In the records below, edit the lines starting at the one containing "front, outputting a bounding box per occurrence." and ending at the one containing "[231,284,289,323]" by replacing "wicker" with "rattan", leaving everything else unchanged. Return only those lines.
-- Begin Dataset --
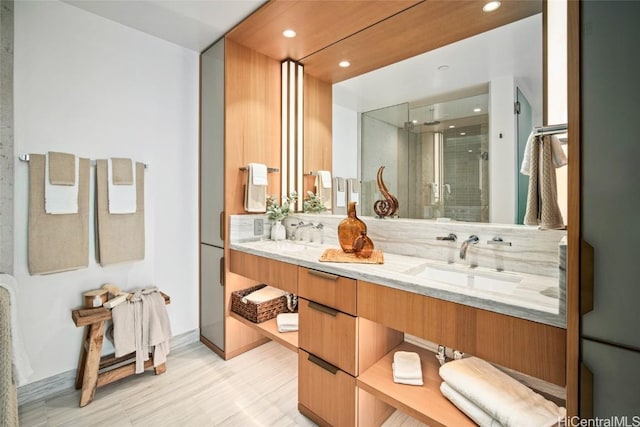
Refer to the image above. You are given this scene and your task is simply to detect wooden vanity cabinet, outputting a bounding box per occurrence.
[229,250,298,294]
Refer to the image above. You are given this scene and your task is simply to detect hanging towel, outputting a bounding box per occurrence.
[276,313,298,332]
[44,151,80,215]
[439,358,566,427]
[440,381,502,427]
[0,274,33,386]
[111,287,171,374]
[333,177,347,215]
[28,154,90,274]
[316,171,332,209]
[96,160,145,267]
[347,178,360,204]
[520,132,567,175]
[107,159,137,214]
[391,351,423,385]
[244,163,268,213]
[524,135,564,229]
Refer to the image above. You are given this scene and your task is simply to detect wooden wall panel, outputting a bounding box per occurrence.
[303,73,333,195]
[358,281,566,385]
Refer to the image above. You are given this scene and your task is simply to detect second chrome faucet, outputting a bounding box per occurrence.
[460,234,480,259]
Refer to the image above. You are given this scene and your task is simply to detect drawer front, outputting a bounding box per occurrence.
[298,298,358,376]
[298,267,357,316]
[298,349,356,427]
[229,250,298,294]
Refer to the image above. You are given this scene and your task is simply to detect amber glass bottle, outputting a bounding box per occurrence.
[338,202,367,253]
[353,231,374,258]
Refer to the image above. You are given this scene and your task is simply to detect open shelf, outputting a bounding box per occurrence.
[230,312,298,353]
[357,342,476,426]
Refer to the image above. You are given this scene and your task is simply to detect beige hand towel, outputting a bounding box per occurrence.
[111,157,134,185]
[48,151,76,185]
[28,154,90,274]
[524,135,564,229]
[439,357,566,427]
[96,160,145,267]
[440,381,502,427]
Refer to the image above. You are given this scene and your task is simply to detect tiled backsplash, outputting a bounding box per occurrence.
[231,214,566,277]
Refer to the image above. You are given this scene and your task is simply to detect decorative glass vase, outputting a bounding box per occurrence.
[353,231,374,258]
[338,202,367,253]
[271,221,287,240]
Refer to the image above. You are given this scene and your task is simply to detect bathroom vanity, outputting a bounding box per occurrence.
[229,217,566,426]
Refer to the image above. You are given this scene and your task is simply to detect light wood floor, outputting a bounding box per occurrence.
[20,342,424,427]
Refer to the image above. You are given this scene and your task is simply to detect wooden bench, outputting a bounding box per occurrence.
[71,292,171,407]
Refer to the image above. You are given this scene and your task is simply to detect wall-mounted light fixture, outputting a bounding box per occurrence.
[281,59,304,211]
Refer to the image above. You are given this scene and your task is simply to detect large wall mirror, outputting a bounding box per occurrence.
[333,10,563,224]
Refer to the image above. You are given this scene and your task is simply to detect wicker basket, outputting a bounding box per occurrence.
[231,284,289,323]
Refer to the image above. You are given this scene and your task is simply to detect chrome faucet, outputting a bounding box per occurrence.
[460,234,480,259]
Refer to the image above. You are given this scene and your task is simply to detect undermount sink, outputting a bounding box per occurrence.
[405,264,522,294]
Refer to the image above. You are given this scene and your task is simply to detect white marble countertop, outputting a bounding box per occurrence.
[230,240,566,328]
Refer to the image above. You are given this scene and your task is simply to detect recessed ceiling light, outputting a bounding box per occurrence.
[282,28,296,39]
[482,0,500,12]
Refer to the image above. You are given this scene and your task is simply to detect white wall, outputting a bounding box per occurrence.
[14,1,198,382]
[332,103,359,178]
[489,76,520,224]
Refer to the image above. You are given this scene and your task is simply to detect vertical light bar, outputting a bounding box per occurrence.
[280,61,289,205]
[296,64,305,211]
[287,61,296,201]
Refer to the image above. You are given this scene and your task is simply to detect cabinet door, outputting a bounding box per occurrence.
[298,298,358,376]
[298,350,356,427]
[581,339,640,418]
[200,40,224,247]
[200,244,224,351]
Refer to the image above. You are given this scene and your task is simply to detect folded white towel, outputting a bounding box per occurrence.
[249,163,269,185]
[333,178,347,209]
[107,158,138,215]
[391,351,423,385]
[276,313,298,332]
[440,381,502,427]
[241,285,287,304]
[44,153,80,215]
[439,357,566,427]
[0,274,33,386]
[244,163,268,213]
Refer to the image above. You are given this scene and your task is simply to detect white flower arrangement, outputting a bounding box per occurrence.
[267,193,298,221]
[303,191,327,213]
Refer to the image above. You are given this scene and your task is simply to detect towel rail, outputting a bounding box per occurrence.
[533,123,568,135]
[18,154,149,169]
[240,166,280,173]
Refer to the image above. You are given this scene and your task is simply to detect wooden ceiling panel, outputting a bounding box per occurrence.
[227,0,420,61]
[301,0,542,83]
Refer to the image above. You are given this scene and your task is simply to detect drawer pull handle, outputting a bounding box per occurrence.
[307,270,340,280]
[307,354,338,375]
[309,301,339,317]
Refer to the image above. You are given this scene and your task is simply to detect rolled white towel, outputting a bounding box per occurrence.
[439,357,566,427]
[440,381,502,427]
[276,313,298,332]
[391,351,423,385]
[241,285,287,304]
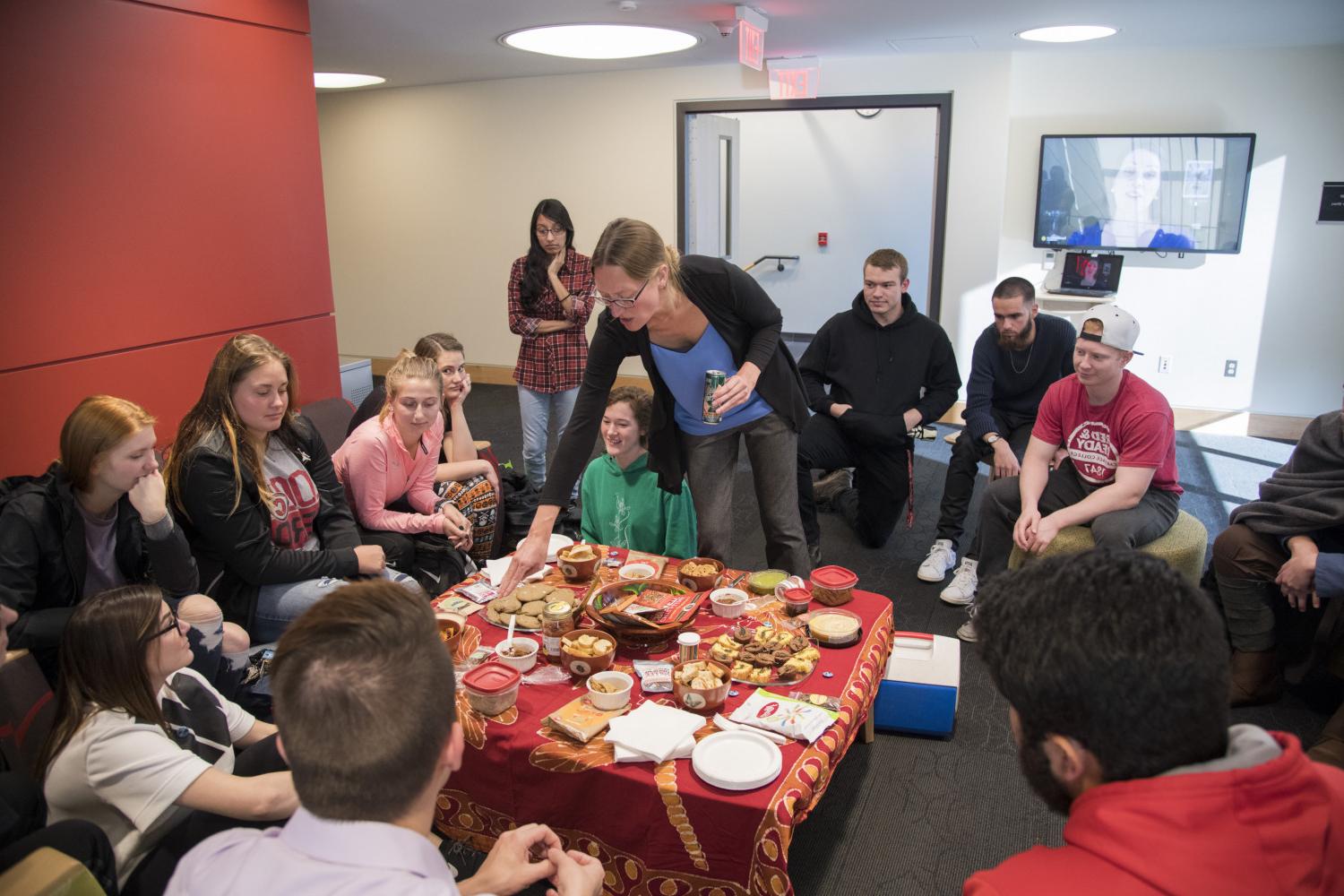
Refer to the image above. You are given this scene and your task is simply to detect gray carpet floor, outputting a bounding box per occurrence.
[445,385,1332,896]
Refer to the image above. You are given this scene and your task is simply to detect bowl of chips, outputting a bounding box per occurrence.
[676,557,723,591]
[672,659,733,712]
[561,629,616,678]
[556,544,602,582]
[588,672,634,710]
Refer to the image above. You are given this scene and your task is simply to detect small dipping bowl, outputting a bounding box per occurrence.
[676,557,723,591]
[589,672,634,710]
[617,562,659,579]
[495,638,539,673]
[710,589,750,619]
[556,544,602,582]
[561,629,616,678]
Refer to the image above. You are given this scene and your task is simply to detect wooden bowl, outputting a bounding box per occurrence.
[676,557,723,591]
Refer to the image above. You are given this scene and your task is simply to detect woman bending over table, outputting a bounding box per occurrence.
[167,333,403,642]
[346,333,500,563]
[0,395,247,684]
[502,218,812,592]
[581,385,696,560]
[508,199,593,489]
[39,584,298,895]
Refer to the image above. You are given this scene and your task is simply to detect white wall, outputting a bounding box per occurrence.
[319,47,1344,417]
[725,108,938,333]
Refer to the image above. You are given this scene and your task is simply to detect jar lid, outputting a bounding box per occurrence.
[812,565,859,590]
[462,662,523,694]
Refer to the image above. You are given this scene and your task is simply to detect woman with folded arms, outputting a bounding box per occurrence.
[166,333,398,642]
[346,333,500,564]
[502,218,812,594]
[0,395,247,684]
[332,350,472,574]
[38,584,298,895]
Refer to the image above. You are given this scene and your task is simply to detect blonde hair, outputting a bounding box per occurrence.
[164,333,298,514]
[593,218,685,299]
[61,395,155,492]
[378,348,444,420]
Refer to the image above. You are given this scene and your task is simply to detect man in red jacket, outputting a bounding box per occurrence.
[962,549,1344,896]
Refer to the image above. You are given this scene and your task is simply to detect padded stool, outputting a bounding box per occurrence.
[1008,511,1209,586]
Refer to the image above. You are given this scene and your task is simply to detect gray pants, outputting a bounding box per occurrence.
[976,467,1180,582]
[682,414,812,576]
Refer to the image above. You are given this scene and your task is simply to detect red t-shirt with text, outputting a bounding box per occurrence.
[1031,371,1183,495]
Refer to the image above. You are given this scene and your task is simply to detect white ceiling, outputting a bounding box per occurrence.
[309,0,1344,90]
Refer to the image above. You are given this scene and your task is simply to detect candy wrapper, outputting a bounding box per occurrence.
[728,688,840,743]
[633,659,672,694]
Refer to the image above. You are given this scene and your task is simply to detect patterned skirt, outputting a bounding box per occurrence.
[435,476,499,567]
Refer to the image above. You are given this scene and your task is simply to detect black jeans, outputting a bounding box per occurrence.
[798,414,910,548]
[935,417,1037,560]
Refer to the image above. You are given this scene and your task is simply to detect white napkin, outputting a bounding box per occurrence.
[607,700,704,762]
[486,557,546,589]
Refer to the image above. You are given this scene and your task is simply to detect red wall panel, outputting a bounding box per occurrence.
[0,0,335,367]
[0,314,340,476]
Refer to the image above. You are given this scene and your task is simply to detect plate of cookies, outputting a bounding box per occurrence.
[710,626,822,685]
[486,582,578,632]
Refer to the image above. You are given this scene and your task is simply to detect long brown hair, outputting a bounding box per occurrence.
[164,333,298,517]
[61,395,155,492]
[378,348,444,420]
[37,584,168,778]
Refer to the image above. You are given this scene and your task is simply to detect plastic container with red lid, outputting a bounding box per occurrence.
[812,565,859,607]
[462,662,523,716]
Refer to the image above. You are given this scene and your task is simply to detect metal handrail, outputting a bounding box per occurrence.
[742,255,798,270]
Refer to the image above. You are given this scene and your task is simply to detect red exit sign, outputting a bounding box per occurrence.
[738,19,765,71]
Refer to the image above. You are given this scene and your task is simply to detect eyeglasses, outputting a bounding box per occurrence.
[144,607,182,643]
[594,280,650,307]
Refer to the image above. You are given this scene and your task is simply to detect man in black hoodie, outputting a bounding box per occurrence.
[798,248,961,563]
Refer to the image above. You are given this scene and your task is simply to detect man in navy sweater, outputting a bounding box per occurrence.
[798,248,961,565]
[918,277,1078,605]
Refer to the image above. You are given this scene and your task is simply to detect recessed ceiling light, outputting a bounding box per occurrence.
[1018,25,1116,43]
[314,71,387,90]
[500,24,701,59]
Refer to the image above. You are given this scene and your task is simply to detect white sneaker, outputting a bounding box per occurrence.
[916,538,957,582]
[938,557,980,607]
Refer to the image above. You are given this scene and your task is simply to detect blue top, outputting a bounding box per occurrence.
[650,323,774,435]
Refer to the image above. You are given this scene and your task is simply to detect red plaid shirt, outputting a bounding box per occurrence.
[508,248,594,392]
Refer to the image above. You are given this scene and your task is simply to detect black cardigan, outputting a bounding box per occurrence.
[180,417,360,626]
[542,255,808,506]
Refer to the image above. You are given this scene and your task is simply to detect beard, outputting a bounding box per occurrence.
[999,320,1037,352]
[1018,740,1074,817]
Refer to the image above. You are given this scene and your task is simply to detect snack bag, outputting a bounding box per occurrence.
[728,688,840,743]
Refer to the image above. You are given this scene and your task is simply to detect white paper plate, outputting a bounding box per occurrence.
[691,731,784,790]
[513,532,574,563]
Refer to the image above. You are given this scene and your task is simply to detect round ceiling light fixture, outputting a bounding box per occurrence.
[314,71,387,90]
[1018,25,1118,43]
[500,24,701,59]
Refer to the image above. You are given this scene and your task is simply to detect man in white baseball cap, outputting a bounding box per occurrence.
[957,305,1182,641]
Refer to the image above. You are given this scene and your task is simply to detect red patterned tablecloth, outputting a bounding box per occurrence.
[435,547,892,896]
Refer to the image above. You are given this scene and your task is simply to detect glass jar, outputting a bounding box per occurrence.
[542,600,575,662]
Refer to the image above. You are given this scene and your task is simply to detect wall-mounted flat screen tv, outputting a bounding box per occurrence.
[1032,134,1255,253]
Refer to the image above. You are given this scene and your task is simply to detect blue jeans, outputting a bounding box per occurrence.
[252,570,425,643]
[518,385,580,493]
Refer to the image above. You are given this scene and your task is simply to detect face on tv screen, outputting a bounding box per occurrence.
[1034,134,1255,253]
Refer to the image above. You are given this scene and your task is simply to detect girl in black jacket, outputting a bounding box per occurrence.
[167,333,392,642]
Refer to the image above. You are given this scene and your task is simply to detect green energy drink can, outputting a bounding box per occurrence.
[701,371,728,423]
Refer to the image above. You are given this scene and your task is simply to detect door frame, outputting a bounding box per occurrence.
[676,92,952,321]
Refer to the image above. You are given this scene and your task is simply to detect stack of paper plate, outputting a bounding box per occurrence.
[691,731,784,790]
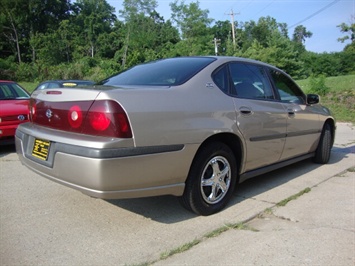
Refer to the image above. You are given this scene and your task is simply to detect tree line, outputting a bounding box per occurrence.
[0,0,355,81]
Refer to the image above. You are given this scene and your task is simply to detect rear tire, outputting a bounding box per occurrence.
[180,143,237,216]
[313,123,332,164]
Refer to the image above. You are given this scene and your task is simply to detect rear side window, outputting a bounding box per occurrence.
[270,69,306,104]
[230,62,274,99]
[212,65,229,94]
[99,57,215,86]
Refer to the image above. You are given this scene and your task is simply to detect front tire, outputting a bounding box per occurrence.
[180,143,237,215]
[313,123,332,164]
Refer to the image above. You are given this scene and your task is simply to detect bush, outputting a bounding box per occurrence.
[309,75,330,96]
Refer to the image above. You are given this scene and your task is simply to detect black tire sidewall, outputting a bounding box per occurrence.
[183,143,237,215]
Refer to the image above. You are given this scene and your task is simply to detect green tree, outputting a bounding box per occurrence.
[170,0,214,55]
[73,0,116,57]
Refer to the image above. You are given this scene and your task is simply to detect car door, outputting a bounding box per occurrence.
[229,62,287,172]
[270,69,321,160]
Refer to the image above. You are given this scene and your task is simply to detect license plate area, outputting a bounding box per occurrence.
[32,139,51,161]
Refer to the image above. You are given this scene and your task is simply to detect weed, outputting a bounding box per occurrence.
[276,188,311,207]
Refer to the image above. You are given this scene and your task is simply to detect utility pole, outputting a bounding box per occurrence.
[213,38,221,55]
[227,9,240,48]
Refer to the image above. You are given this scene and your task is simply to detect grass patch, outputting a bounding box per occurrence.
[204,226,230,238]
[230,222,259,232]
[160,239,201,260]
[276,187,311,207]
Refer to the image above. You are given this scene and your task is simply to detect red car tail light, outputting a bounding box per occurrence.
[83,101,132,138]
[29,98,36,121]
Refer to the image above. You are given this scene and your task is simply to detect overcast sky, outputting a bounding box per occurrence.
[106,0,355,53]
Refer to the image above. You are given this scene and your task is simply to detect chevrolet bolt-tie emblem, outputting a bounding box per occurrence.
[46,109,53,119]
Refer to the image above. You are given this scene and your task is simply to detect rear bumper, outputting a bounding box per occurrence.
[15,127,197,199]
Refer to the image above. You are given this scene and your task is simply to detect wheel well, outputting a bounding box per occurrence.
[195,133,243,173]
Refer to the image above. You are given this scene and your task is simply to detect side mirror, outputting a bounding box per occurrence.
[307,94,319,104]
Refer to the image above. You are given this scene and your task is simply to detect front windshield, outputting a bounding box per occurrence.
[0,83,30,100]
[98,57,215,86]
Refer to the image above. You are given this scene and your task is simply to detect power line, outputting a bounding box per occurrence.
[288,0,340,29]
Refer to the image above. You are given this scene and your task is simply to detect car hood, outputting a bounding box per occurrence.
[0,99,29,116]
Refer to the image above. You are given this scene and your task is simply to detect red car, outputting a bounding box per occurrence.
[0,80,30,145]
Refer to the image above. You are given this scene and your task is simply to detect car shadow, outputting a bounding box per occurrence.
[106,145,355,224]
[0,144,16,158]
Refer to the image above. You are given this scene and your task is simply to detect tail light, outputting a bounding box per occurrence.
[30,99,132,138]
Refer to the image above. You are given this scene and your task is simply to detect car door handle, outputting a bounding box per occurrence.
[239,106,253,115]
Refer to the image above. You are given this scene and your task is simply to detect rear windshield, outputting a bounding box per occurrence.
[98,57,215,86]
-- End Dataset --
**Response for this exercise:**
Refer to the image above. You are given this scene and your task is simply to detect drawer front, outputting a bounding box per occurrence.
[298,298,358,376]
[298,267,357,316]
[298,349,356,427]
[229,250,298,294]
Refer to the image above. You are given this scene and your task is simply to detect amber glass bottle, outputting a bounding box per occurrence.
[338,202,367,253]
[353,231,374,258]
Refer to the image above. You are given this scene and your task is simply to detect open shelf, outputting a bounding box per occurrence.
[230,312,298,353]
[357,342,476,426]
Refer to the image above. You are given this scene and your task is simply to detect beige hand towel, outputting a bounding box per occurrence.
[111,157,134,185]
[48,151,76,185]
[28,154,90,274]
[524,135,564,229]
[439,357,566,427]
[96,160,145,267]
[440,381,502,427]
Refer to the image above. You are given this scene and your task is simply to detect tiled backsplash, outputting a bounding box per occurrence.
[231,214,566,277]
Refer to the image above. You are given this scene and your task is simply to detect decorative glass vase, outputting a bounding box per occurrence.
[353,231,374,258]
[338,202,367,253]
[271,221,287,240]
Refer to the image above. You are given this scene and your task is simply to detect bathroom vanity, outputting a bounding box per occurrence.
[229,217,566,426]
Refer to the image above. You are given this scene and your task is simply to detect light wood floor, outputting a bounding box per occurrence.
[20,342,424,427]
Refer to the image above. You are given this scene and your task is simply to detect wooden bench, outputting a bounding box per occurrence.
[71,292,171,407]
Refer to the image above. You are given this scene and your task is simply to detect wall-mounted light fixture, outputting a bounding box per occurrence.
[281,59,304,211]
Refer to the image above. You are given this scene and your task is simply to detect large wall mirror, outputting a bounding box per occurrence.
[333,10,563,224]
Refer to the image above. You are given this scene and your task is simply to detect rattan basket, outputting a bounding box per occurrence.
[231,284,289,323]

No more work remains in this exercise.